Problem set:
1. From the article about Kane's furniture bank, extract the passage between "But rather than" and "to those organizations.", inclusive, with its wording unchanged.
2. According to the furniture bank article, what can nonprofit organizations do when Kane Co. opens its doors each month? List every action named.

Supplied passage:
* Begin *
23
March

Groups Get Free Withdrawals From Kane’s Furniture Bank

When a large company downsizes its office space, it may find itself letting not only some employees go but some high-quality desks and chairs as well.

That’s when Elkridge, Md.-based office moving Kane Co. comes in, collecting excess furniture from its clients to stock a “furniture bank” in Rockville.

But rather than storing the furniture or shipping it to some landfill, the Kane Co. opens its doors once a month to nonprofit organizations, which can look through the donated items, pick out the ones they need and stock their facilities free of charge.

“It somewhat resembles Macy’s the day after Thanksgiving,” said CEO John Kane. “We took the old adage of ‘one man’s trash is another man’s treasure’ and put it into reality.”

During a time of slow economic growth and budget-cutting measures, governments at all levels are looking to nonprofits to help people the government’s stressed coffers can’t assist, adding pressure — and further expenses — to those organizations.

The furniture donations help them by reducing their operating costs, Kane said.

“If you’ve been to many nonprofit facilities and offices, you’ll see they’re operating in subpar working environments,” he said. “They don’t have the money themselves.”
* End *
(Stored entries)
* Begin *
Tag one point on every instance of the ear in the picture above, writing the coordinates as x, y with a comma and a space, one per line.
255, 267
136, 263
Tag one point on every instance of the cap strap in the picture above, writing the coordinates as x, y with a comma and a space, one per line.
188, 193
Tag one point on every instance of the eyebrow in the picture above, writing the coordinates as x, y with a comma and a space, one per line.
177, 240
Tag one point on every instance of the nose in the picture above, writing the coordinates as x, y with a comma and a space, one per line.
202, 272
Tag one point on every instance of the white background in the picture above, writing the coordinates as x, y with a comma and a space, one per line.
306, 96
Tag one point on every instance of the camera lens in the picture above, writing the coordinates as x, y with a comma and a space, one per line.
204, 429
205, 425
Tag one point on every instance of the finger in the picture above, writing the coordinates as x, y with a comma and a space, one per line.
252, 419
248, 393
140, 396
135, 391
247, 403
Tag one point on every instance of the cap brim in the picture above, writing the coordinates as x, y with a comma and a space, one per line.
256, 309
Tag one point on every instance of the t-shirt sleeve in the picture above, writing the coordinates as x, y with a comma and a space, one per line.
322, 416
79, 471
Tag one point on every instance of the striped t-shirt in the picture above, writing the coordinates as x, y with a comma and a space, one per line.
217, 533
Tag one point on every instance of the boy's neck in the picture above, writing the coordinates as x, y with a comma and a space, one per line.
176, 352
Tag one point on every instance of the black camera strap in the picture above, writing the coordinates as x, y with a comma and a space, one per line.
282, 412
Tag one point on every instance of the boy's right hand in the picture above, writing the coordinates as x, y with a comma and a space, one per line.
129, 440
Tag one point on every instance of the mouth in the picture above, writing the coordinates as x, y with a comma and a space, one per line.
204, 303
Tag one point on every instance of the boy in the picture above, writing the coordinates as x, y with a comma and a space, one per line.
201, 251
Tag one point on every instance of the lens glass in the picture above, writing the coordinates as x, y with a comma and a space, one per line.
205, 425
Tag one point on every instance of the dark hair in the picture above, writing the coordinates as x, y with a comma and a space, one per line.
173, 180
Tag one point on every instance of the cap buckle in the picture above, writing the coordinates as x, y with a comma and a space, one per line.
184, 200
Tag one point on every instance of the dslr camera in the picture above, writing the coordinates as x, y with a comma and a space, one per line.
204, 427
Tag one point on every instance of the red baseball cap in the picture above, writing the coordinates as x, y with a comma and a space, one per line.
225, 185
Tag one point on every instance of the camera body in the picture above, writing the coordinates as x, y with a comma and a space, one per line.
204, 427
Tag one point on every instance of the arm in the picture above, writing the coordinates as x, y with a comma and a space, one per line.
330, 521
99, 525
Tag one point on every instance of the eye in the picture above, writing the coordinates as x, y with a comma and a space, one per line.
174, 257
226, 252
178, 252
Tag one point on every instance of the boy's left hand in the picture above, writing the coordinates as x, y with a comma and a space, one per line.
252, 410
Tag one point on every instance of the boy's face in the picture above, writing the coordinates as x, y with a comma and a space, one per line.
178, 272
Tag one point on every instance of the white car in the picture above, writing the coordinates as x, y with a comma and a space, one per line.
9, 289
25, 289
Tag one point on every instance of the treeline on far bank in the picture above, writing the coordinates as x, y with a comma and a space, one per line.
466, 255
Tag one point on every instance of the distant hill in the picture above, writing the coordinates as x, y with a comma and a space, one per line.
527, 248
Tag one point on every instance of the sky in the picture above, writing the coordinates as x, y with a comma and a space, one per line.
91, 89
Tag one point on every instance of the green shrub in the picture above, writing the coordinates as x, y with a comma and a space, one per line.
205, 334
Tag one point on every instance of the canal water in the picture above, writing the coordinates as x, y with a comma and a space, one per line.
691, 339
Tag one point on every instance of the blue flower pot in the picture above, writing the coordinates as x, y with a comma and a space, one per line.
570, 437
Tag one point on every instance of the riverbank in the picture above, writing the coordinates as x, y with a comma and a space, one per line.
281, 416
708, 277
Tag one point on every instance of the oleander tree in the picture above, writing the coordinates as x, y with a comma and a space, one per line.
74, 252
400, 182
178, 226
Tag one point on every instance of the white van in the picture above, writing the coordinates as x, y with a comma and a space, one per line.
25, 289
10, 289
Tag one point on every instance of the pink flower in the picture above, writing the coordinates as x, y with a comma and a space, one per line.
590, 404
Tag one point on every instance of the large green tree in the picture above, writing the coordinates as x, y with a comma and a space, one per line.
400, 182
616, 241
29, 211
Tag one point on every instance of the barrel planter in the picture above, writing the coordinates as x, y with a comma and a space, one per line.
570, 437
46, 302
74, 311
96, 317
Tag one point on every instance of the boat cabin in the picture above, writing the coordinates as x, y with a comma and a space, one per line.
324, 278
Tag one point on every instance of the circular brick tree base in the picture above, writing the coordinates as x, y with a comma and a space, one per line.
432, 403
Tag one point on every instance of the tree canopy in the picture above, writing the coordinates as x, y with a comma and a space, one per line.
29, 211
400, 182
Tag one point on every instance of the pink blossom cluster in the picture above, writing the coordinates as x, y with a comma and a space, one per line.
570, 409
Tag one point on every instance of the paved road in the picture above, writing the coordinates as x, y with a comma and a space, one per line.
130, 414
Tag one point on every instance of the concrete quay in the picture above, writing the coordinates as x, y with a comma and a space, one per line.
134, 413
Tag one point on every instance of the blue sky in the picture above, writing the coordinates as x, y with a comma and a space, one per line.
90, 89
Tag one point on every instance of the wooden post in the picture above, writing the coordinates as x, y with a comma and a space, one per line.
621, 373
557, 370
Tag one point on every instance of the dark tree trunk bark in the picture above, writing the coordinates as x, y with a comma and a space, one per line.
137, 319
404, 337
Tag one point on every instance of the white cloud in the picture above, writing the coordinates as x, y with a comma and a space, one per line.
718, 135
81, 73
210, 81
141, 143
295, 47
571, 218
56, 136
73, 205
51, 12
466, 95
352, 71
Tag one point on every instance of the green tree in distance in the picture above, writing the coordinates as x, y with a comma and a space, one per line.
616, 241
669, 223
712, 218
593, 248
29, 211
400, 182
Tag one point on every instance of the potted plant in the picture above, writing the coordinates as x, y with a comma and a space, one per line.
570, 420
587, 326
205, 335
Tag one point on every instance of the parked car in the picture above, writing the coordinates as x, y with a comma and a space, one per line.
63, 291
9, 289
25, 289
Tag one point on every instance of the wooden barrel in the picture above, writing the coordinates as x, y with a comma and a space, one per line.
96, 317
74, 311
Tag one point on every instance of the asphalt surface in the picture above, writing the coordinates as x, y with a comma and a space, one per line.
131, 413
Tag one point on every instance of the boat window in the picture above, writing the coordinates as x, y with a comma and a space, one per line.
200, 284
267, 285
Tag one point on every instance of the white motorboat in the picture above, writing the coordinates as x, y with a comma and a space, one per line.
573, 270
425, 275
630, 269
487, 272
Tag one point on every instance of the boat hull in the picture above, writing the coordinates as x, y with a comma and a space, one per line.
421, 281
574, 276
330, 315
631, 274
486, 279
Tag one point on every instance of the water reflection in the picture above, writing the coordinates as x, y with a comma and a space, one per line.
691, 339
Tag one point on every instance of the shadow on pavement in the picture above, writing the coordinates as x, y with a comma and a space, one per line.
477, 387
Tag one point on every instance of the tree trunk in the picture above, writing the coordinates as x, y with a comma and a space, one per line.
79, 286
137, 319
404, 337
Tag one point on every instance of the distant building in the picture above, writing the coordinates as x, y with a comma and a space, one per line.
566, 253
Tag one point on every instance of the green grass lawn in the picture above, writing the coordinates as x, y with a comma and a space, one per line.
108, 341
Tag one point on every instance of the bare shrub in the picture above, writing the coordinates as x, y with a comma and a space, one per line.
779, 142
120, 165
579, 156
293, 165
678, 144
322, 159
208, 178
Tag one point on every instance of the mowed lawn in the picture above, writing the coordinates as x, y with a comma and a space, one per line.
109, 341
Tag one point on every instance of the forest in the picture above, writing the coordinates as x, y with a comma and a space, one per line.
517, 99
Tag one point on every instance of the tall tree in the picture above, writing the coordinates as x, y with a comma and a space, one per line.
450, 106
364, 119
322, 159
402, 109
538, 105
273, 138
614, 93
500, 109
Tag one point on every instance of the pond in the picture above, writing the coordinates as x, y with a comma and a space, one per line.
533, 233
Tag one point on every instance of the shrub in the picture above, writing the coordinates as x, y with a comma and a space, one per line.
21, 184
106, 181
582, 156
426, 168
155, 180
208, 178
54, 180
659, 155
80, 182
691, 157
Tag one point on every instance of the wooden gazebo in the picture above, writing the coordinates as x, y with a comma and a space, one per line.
* End *
Solution set:
1.
But rather than storing the furniture or shipping it to some landfill, the Kane Co. opens its doors once a month to nonprofit organizations, which can look through the donated items, pick out the ones they need and stock their facilities free of charge.

“It somewhat resembles Macy’s the day after Thanksgiving,” said CEO John Kane. “We took the old adage of ‘one man’s trash is another man’s treasure’ and put it into reality.”

During a time of slow economic growth and budget-cutting measures, governments at all levels are looking to nonprofits to help people the government’s stressed coffers can’t assist, adding pressure — and further expenses — to those organizations.

2.
- Look through the donated items
- Pick out the ones they need
- Stock their facilities free of charge